### Records for the task ###

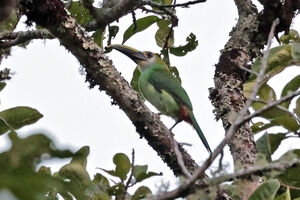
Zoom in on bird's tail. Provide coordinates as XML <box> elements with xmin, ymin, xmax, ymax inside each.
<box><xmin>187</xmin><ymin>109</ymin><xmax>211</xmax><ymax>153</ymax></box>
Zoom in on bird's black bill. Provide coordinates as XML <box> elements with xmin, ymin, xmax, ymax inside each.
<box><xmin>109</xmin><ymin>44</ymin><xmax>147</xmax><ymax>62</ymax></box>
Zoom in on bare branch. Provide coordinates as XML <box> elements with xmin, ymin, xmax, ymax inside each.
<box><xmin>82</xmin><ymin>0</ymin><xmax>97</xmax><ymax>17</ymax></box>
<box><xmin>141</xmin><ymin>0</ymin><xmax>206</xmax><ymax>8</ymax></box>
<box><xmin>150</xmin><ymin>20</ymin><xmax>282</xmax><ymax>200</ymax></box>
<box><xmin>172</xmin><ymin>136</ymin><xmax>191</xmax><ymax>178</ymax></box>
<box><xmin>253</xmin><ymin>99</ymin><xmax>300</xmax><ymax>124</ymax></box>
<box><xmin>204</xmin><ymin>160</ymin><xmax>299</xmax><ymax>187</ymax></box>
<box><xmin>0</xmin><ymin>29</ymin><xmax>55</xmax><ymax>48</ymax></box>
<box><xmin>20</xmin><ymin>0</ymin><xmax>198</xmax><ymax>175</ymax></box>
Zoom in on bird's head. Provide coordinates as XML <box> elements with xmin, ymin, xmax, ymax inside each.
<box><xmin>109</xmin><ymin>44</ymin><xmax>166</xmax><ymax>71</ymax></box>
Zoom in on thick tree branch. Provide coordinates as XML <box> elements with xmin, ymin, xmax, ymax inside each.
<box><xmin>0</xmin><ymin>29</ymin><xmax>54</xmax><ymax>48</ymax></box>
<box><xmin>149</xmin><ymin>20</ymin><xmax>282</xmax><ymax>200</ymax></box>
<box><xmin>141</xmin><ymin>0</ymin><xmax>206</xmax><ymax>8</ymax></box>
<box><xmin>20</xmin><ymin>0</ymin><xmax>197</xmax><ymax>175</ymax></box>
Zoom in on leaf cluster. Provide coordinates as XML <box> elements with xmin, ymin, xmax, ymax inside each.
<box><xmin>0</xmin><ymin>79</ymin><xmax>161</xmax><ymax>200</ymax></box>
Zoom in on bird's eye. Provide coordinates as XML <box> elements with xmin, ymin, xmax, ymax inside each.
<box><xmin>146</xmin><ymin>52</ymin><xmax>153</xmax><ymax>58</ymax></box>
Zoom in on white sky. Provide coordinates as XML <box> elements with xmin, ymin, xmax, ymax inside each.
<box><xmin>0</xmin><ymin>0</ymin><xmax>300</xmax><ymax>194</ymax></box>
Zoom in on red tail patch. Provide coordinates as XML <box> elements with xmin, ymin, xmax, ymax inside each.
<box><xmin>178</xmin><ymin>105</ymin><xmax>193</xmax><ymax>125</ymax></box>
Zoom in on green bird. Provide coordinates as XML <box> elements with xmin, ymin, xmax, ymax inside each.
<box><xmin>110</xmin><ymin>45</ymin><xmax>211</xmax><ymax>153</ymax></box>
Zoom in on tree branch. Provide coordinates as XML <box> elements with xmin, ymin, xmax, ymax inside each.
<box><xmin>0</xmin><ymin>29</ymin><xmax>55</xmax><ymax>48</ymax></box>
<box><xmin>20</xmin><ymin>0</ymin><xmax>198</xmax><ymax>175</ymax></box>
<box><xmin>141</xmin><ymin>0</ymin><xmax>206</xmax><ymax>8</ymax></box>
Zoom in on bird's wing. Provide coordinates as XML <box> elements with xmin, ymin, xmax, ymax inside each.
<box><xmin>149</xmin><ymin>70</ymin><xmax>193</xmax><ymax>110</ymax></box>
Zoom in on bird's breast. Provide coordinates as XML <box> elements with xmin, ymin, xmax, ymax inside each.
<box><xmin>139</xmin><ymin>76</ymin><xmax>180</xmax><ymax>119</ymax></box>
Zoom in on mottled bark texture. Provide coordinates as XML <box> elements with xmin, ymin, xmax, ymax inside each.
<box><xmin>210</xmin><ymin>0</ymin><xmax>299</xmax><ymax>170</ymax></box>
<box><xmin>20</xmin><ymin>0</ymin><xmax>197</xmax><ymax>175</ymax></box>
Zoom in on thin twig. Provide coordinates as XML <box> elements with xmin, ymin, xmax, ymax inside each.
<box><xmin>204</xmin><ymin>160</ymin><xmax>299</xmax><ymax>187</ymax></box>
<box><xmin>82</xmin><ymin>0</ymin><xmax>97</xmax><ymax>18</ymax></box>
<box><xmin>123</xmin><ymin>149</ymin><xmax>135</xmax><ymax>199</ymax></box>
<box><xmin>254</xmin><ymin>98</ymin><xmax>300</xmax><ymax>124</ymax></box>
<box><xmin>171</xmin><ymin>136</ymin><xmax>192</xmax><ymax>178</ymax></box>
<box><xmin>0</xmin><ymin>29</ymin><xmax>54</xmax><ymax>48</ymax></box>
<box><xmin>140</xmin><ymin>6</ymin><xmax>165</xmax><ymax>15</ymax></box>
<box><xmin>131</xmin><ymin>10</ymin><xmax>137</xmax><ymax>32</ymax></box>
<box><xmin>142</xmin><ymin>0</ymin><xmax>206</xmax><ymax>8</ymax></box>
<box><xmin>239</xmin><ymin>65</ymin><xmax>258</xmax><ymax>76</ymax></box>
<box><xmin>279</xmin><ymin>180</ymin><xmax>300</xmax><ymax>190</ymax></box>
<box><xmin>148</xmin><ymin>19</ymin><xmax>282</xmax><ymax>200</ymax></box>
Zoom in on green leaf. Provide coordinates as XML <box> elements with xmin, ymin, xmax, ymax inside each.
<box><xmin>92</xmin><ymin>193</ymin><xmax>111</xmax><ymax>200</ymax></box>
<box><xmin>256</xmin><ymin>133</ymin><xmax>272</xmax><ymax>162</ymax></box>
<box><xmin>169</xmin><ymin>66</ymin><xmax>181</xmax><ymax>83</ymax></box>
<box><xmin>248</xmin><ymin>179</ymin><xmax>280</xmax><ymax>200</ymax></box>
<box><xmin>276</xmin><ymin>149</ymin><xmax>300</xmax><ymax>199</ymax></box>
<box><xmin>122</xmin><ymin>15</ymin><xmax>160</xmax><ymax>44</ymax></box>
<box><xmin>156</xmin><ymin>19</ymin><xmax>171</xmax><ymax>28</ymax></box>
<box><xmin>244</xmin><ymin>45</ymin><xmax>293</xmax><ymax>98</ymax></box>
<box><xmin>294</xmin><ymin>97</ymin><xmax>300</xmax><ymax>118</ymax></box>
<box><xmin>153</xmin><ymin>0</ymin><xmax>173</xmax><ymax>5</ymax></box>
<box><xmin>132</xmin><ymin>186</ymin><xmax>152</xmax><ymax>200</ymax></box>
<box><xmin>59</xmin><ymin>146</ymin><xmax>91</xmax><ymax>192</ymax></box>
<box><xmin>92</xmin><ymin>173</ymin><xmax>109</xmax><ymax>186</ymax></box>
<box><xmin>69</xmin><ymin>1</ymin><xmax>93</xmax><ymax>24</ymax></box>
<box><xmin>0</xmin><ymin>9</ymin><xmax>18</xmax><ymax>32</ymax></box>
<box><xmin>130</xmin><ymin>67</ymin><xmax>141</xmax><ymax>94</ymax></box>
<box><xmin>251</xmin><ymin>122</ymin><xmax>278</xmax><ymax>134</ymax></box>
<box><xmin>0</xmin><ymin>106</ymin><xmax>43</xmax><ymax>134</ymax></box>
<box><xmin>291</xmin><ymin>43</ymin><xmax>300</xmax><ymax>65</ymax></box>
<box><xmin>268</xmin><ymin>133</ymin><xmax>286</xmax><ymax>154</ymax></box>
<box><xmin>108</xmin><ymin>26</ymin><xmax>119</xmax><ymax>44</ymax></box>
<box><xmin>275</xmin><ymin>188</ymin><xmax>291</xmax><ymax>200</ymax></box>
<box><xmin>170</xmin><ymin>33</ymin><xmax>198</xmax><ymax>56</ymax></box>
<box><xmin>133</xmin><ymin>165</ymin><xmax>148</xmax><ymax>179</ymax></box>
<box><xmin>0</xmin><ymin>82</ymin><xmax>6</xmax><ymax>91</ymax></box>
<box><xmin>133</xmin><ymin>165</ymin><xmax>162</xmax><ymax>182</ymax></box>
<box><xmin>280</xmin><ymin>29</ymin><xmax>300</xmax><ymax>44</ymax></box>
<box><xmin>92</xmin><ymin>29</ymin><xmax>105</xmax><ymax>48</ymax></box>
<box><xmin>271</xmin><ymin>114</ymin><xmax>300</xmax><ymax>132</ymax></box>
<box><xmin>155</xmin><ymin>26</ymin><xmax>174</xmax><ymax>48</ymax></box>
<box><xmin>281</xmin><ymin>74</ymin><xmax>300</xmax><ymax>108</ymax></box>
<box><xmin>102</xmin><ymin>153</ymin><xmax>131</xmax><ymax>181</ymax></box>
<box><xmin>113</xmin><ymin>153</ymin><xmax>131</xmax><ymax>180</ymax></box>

###

Written task
Gather each line of the items above that contains the word "leaf", and copy those lines out.

Reply
Zoom in on leaf cluster. Provide coordinates as XML <box> elements with xmin, ymin, xmax, ymax inside each.
Zoom in on green leaf. Provide coordinates as XML <box> elements with xmin, ymin, xmax, ymax inside each.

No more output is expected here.